Provided passage.
------------------------
The code only plots the last item in the list. How can i fix this please?

Could this be the problem?

> india[[i]]
 [1] 5 4 5 4 4 6 7 4 3 2 5 4 5 5 5 4 4 3 3 3 3 2 2 2 2 4 2 4 3 4 3
> india[i]
$Natems_Agri_Unit_2_27.03.2019
 [1] 5 4 5 4 4 6 7 4 3 2 5 4 5 5 5 4 4 3 3 3 3 2 2 2 2 4 2 4 3 4 3

This is my first time doing this, so If you could help, that would be greatly appreciated

ADD REPLY • link 5.2 years ago by ishackm ▴ 110

0

Entering edit mode

In the below code I've added a png command before the print command.

library(ggplot2)

for (i in seq(length(india))) { #for each 
    p = qplot(india[[i]], geom="histogram", binwidth = 0.5, main =sprintf("Histogram of %s",names(india)[i]), fill=I("red"), 
              col=I("blue"), xlab = names(india)[i], ylab = "Count Frequency") + theme_bw()
    png(paste(names(india)[i],'png',sep='.'))
    print(p)
 }

The paste command will concatenate the names(india)[i], and the letters png which are separated by a .

ADD REPLY • link 5.2 years ago by shawn.w.foley ★ 1.3k

score 0 · Answer 2 · 2019-09-06

Looks like you have a list of vectors not dataframes, so here are 2 options:

Example data

library(ggplot2)
set.seed(1); x <- runif(100); myList <- split(x, cut_number(x, 4))

Option 1: for loop, output to pdf.
------------------------
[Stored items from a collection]
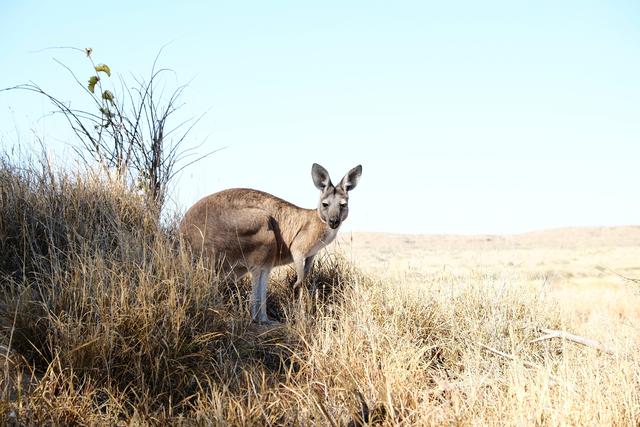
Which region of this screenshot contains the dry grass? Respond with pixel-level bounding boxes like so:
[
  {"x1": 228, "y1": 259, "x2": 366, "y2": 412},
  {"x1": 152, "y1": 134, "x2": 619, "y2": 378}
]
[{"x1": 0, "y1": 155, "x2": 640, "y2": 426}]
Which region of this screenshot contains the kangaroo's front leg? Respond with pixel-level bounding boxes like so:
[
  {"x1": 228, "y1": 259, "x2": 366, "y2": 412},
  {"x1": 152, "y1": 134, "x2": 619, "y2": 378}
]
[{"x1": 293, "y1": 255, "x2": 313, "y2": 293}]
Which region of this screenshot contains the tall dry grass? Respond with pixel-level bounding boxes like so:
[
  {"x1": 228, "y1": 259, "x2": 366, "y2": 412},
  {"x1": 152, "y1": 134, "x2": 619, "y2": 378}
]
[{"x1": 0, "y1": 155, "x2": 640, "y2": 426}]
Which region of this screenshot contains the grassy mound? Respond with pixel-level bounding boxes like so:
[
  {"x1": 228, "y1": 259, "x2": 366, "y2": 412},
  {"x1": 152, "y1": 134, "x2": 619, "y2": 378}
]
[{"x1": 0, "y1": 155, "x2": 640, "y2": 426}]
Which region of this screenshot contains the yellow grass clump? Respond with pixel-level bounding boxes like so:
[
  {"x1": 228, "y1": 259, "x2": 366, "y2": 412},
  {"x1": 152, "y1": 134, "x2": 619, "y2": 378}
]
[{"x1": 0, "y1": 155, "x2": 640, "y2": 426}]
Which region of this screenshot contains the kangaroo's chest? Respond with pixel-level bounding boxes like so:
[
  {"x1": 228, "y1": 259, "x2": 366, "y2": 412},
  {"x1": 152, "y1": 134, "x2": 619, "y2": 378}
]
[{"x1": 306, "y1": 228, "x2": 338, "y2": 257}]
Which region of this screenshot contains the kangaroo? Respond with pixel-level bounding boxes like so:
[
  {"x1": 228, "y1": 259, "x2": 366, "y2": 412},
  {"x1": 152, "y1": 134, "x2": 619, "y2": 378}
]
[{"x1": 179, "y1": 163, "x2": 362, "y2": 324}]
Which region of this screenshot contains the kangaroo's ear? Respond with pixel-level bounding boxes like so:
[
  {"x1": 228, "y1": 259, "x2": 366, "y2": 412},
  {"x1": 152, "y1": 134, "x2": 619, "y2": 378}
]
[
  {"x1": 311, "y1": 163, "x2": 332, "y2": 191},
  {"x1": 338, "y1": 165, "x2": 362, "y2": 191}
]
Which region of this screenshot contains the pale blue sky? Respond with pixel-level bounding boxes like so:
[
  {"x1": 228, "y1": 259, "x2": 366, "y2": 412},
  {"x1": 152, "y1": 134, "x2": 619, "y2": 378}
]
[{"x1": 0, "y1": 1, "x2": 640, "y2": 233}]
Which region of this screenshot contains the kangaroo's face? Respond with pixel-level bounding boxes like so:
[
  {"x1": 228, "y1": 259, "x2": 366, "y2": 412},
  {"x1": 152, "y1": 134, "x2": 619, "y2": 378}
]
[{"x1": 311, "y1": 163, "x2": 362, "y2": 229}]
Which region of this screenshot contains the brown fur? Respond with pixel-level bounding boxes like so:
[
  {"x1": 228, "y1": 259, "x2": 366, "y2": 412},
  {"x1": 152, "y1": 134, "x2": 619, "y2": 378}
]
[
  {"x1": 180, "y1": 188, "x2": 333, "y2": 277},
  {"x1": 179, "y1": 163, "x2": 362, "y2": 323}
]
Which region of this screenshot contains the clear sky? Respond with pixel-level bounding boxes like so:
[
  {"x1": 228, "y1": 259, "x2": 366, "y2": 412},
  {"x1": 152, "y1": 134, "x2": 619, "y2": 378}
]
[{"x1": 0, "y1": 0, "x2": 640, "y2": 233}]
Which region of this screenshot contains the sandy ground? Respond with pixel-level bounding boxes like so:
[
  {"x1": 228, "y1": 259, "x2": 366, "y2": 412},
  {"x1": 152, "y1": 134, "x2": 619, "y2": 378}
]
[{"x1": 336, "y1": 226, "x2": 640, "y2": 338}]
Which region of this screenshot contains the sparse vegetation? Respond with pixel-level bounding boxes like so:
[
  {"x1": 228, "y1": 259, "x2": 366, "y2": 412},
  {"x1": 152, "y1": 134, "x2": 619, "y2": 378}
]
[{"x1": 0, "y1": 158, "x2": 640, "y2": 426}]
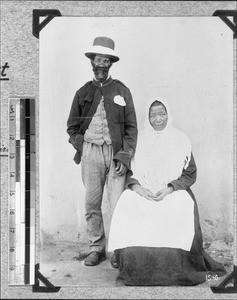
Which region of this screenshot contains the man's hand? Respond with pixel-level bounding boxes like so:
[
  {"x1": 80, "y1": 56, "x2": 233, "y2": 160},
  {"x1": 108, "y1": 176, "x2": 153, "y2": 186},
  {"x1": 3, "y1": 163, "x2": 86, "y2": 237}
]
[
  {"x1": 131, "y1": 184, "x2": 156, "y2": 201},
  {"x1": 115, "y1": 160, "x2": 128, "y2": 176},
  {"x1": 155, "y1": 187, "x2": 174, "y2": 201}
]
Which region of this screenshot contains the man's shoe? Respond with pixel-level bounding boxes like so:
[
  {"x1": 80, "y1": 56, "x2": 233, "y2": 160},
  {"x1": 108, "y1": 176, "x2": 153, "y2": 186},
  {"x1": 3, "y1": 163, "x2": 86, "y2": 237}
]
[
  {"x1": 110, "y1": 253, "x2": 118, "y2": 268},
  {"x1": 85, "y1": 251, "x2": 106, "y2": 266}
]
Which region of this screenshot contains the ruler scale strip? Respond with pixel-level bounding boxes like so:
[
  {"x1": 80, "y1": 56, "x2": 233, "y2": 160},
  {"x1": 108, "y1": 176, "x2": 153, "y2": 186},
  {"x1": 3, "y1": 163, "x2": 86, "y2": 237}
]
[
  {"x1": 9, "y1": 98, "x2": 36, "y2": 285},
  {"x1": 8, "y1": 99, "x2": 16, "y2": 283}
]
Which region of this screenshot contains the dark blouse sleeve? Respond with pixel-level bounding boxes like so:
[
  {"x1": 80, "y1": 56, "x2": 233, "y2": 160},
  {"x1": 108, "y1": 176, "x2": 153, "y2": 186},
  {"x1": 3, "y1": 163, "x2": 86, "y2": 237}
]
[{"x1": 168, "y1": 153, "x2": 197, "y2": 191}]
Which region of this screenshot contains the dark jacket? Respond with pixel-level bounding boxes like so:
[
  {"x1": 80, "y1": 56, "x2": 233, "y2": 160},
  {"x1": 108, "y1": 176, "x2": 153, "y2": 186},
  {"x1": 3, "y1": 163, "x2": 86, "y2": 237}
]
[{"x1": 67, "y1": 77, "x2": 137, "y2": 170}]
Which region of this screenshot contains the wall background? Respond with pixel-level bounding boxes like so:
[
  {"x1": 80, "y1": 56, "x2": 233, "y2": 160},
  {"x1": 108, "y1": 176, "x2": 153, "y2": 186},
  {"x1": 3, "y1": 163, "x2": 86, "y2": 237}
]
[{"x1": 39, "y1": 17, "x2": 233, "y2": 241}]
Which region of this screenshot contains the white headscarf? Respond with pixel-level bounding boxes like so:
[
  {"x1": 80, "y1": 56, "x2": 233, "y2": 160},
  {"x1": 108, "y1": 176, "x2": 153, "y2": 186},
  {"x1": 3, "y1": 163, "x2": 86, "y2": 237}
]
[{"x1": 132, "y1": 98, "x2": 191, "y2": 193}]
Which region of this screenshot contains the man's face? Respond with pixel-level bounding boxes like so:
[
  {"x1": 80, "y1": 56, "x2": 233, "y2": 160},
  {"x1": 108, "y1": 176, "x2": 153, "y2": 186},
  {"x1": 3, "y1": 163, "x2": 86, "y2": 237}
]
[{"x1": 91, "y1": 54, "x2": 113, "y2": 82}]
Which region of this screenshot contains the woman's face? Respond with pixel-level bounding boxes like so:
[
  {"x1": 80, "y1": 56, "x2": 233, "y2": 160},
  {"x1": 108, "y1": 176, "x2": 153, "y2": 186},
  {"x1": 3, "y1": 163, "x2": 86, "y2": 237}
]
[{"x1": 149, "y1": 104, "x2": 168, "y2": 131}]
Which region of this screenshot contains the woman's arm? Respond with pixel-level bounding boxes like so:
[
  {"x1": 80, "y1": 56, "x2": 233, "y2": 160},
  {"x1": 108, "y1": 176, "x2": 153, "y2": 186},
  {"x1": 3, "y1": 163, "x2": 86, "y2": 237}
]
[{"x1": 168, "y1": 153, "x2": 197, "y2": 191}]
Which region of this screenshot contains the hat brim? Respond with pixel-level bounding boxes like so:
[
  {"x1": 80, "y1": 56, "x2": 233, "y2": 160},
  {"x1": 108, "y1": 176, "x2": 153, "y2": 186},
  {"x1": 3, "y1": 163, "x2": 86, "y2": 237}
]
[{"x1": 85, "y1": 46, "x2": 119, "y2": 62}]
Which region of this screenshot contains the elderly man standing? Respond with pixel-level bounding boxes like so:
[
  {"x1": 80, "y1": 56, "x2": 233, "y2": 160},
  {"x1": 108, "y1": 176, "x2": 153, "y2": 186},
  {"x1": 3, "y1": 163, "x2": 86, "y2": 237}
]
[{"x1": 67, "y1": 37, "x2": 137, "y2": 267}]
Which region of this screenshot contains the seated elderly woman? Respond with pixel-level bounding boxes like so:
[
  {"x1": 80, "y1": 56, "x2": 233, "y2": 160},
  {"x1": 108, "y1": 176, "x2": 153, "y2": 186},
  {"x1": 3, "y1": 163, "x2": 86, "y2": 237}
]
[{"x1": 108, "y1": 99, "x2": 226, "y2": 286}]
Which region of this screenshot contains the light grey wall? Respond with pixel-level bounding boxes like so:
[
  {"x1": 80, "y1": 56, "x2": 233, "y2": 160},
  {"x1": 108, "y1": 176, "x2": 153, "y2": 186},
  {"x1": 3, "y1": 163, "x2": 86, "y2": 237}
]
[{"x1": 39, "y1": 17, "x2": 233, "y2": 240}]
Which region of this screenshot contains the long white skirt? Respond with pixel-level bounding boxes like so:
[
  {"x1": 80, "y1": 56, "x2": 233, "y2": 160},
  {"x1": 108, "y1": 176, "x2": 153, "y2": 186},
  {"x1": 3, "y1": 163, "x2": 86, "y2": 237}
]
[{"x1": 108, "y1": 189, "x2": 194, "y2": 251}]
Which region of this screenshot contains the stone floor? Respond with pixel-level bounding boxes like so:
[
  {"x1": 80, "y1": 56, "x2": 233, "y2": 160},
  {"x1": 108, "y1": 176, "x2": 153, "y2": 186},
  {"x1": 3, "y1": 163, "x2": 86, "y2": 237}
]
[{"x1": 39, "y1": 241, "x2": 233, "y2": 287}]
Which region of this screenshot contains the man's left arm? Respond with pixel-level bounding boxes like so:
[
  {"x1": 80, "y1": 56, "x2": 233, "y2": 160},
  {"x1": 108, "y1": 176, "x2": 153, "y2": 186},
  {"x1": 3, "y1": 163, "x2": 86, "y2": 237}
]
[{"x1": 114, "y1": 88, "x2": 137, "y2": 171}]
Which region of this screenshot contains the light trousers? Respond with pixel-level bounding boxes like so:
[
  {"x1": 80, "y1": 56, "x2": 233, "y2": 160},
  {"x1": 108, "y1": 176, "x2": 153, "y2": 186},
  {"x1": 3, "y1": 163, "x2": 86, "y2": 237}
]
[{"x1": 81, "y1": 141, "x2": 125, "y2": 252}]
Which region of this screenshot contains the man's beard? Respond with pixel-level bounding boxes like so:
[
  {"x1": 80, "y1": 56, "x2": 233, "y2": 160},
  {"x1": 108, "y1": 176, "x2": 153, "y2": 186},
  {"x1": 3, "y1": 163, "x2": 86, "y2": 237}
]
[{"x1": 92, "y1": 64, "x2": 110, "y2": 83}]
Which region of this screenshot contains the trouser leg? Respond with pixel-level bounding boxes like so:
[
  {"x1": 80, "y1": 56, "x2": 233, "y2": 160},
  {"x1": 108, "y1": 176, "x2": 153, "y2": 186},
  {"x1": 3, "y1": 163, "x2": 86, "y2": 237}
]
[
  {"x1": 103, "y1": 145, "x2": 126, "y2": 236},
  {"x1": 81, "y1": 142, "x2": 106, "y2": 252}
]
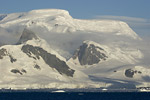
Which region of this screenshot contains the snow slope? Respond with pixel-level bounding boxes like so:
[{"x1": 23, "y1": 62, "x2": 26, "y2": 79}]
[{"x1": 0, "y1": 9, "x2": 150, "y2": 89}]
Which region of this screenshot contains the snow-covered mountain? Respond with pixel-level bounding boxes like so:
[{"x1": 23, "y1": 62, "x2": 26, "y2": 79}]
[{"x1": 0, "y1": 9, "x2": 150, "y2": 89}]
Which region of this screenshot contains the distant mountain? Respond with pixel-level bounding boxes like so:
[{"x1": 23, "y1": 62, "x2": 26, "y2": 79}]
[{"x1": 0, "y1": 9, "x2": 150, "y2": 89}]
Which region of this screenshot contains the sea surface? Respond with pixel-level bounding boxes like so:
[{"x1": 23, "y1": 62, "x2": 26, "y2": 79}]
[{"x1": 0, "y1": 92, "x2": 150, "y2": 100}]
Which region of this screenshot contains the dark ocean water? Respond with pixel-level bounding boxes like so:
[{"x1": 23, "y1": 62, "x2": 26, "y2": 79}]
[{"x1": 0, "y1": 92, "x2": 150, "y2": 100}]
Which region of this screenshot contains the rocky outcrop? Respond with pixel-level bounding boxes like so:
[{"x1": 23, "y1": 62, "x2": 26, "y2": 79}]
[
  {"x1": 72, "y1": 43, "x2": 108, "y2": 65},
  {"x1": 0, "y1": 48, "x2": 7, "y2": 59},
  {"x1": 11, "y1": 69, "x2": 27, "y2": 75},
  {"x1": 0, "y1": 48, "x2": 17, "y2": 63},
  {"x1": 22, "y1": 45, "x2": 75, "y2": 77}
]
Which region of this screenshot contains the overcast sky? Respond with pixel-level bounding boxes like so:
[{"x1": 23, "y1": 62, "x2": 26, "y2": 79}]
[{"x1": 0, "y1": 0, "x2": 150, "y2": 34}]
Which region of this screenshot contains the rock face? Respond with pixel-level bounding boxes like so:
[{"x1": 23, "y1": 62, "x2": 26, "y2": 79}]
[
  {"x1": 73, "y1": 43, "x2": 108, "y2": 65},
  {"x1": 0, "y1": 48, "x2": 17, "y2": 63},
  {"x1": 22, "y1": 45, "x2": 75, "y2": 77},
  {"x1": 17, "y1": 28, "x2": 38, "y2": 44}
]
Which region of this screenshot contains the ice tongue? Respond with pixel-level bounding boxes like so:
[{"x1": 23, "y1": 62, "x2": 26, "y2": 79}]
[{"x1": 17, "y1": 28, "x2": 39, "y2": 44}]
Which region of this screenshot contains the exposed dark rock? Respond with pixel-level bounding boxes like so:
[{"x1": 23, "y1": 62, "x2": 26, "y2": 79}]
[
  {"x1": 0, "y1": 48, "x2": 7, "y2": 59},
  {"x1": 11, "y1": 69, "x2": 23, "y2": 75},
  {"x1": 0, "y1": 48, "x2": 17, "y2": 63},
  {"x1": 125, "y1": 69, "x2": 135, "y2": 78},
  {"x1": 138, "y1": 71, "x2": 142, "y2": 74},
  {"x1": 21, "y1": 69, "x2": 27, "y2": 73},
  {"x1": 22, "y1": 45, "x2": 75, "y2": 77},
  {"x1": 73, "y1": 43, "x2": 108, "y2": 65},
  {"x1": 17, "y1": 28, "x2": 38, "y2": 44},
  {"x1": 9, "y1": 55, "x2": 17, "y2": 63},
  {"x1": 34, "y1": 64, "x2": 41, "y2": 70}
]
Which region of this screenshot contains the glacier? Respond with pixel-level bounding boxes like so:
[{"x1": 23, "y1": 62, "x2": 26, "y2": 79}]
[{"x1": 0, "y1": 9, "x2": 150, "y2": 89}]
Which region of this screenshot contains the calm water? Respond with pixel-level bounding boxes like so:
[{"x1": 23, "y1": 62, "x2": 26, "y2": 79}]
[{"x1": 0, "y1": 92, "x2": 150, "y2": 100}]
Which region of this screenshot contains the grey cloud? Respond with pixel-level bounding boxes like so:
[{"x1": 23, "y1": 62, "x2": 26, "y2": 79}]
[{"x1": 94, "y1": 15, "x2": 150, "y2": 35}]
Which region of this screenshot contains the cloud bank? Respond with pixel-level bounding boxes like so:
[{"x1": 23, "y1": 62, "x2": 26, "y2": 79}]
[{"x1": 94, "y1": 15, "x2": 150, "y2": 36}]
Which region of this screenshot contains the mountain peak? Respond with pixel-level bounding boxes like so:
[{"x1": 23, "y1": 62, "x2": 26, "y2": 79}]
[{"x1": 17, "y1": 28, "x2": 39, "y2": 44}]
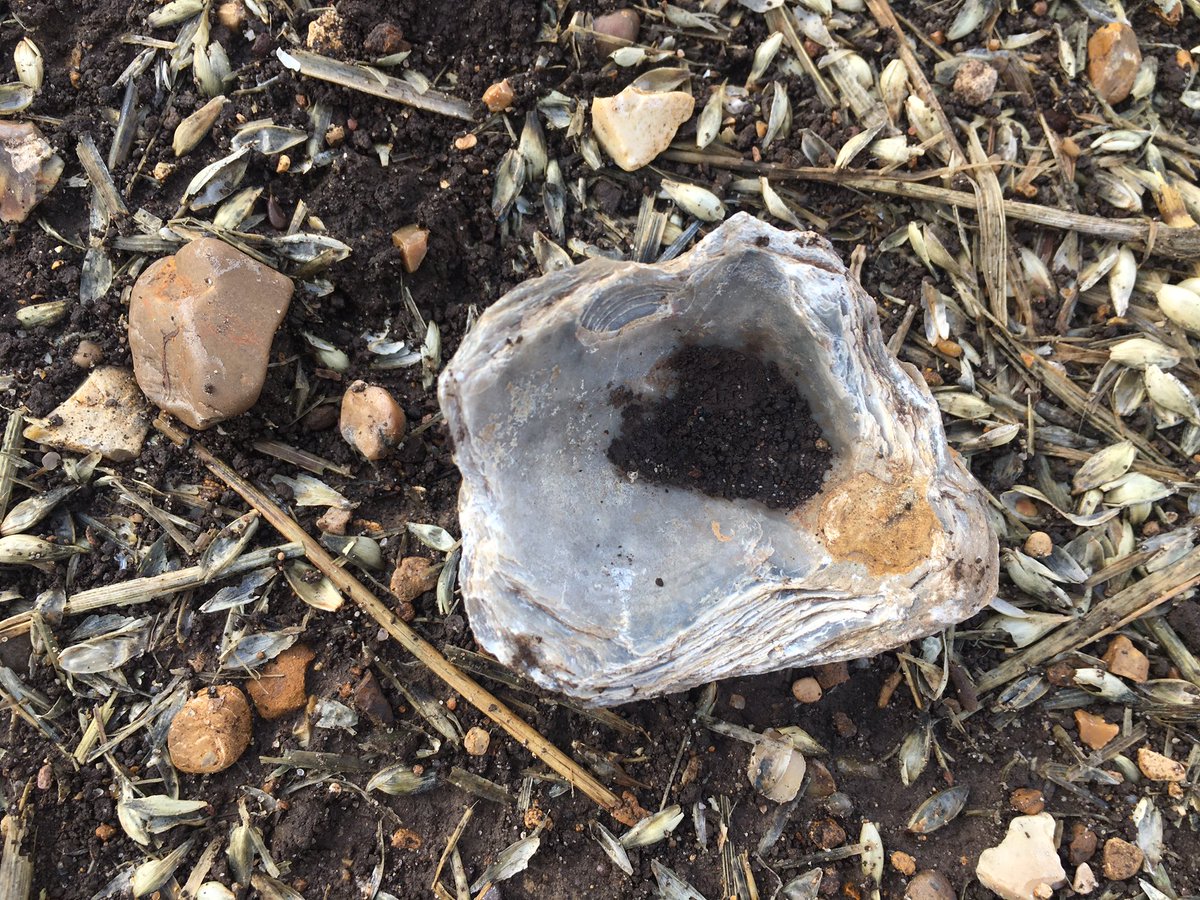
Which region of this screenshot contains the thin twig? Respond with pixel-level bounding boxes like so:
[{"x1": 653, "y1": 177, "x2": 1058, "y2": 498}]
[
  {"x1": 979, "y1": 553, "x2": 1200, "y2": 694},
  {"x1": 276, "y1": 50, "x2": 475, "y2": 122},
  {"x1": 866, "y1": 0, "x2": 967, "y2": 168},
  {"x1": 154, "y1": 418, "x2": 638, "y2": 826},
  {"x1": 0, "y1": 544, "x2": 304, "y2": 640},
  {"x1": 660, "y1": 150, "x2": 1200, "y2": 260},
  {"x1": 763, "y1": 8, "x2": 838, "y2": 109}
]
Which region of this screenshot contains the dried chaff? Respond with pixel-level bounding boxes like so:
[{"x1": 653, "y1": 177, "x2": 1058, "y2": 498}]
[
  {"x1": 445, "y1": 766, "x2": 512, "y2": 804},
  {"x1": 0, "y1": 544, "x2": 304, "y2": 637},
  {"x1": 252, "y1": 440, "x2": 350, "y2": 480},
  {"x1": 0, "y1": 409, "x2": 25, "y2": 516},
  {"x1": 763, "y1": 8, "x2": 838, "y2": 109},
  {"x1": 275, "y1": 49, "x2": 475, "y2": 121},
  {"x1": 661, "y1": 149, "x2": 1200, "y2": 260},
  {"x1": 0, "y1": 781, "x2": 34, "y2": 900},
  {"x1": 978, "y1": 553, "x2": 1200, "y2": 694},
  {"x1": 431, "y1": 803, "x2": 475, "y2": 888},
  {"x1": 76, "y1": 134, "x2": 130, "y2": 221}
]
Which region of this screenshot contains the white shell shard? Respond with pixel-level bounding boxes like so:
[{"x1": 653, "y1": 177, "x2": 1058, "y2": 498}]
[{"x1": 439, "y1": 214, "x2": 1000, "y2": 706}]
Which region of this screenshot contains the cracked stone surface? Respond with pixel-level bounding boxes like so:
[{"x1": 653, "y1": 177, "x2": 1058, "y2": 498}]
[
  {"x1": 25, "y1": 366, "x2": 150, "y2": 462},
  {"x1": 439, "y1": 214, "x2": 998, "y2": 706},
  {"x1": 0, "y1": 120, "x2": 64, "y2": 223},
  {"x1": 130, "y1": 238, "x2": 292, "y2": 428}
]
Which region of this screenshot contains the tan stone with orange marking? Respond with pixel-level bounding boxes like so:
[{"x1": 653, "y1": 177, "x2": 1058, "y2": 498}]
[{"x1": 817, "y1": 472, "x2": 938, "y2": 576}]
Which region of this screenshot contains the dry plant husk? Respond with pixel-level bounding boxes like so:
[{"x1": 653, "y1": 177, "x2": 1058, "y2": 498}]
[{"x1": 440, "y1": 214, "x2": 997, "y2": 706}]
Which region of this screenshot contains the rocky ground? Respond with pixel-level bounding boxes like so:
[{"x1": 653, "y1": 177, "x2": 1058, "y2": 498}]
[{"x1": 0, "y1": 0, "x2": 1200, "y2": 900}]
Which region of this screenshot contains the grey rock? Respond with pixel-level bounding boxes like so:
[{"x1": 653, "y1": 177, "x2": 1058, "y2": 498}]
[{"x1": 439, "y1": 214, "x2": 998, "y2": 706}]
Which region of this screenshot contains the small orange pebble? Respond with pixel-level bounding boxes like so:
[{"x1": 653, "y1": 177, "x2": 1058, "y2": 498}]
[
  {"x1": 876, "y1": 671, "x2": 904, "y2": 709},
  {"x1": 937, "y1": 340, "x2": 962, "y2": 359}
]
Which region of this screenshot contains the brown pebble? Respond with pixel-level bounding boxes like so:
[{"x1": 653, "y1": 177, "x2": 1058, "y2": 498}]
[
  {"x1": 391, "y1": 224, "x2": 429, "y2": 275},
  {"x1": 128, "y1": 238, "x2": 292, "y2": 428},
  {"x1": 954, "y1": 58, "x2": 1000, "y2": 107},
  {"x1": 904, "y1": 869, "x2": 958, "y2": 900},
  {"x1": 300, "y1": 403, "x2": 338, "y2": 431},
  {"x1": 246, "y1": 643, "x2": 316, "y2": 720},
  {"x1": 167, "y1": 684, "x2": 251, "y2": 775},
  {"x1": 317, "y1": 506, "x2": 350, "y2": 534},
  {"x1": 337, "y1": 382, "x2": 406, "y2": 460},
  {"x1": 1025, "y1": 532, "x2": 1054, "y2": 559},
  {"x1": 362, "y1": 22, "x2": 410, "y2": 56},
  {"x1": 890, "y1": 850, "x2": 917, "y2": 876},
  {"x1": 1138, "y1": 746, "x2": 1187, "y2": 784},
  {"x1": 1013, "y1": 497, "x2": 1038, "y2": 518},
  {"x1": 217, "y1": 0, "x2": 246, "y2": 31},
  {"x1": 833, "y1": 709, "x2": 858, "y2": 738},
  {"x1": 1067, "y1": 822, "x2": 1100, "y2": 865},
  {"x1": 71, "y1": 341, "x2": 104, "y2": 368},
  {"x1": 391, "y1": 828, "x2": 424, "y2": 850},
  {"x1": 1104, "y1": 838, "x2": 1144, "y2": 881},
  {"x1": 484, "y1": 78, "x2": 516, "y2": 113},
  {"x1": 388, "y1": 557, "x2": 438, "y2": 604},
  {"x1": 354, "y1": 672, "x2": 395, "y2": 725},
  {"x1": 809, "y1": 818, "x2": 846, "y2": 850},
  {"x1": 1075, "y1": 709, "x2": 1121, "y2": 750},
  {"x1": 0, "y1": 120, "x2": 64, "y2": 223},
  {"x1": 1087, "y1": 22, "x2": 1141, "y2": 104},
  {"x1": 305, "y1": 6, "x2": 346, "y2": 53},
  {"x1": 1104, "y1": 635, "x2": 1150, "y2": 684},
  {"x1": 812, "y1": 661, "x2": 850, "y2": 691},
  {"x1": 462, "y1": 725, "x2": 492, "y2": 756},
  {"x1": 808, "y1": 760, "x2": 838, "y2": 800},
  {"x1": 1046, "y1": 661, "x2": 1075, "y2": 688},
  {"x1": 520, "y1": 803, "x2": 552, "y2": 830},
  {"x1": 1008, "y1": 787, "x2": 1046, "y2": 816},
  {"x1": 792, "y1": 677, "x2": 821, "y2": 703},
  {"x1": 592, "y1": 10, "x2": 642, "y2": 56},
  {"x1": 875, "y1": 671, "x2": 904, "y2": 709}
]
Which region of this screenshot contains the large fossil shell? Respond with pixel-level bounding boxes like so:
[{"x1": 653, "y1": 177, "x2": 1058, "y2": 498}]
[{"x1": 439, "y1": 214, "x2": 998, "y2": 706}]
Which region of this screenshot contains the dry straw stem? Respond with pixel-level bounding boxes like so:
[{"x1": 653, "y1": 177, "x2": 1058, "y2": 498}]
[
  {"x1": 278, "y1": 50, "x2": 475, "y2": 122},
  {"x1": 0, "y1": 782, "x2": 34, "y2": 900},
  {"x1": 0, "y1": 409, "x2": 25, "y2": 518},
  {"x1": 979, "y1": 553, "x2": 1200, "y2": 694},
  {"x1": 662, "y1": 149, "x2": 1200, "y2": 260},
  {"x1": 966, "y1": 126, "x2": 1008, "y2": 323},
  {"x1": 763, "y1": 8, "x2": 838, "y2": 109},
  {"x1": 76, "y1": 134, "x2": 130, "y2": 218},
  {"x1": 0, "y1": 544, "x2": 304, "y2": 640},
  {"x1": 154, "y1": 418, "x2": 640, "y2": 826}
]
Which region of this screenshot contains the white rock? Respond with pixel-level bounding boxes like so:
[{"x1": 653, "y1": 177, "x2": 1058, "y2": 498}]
------------------------
What is needed. Rewrite the paragraph of the forum thread above that begins "The paste command will concatenate" as a single shorter sentence that keeps its main facts.

Worked solution. The paste command joins names(india)[i] and the letters png with a period between them.